[[ Data listing open ]]
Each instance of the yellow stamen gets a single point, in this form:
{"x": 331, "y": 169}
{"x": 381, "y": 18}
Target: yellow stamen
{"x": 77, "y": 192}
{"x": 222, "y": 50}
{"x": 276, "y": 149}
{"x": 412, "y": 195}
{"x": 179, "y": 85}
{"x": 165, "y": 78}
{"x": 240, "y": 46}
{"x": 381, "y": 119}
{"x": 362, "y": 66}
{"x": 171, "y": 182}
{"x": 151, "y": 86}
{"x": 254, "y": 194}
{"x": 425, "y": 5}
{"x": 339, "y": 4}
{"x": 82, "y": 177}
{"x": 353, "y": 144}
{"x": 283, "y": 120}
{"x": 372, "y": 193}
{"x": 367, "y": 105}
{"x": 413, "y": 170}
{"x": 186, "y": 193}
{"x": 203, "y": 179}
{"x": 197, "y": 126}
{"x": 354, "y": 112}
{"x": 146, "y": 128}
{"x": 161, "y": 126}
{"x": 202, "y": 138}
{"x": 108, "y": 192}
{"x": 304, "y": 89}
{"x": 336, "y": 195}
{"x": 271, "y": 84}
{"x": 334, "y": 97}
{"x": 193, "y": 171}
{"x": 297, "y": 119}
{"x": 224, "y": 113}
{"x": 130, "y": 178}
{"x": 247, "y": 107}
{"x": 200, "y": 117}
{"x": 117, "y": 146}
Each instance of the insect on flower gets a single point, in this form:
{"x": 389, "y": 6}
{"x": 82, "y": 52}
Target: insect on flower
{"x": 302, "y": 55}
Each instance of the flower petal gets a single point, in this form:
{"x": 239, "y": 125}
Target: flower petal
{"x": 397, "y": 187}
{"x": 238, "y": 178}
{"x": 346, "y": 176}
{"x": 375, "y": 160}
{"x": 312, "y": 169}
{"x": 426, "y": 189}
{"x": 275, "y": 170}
[[ Data listing closed ]]
Goal of the exercise. Among the entries above, how many lines include the word "point"? Give the number with no comment.

Response to the exercise. 3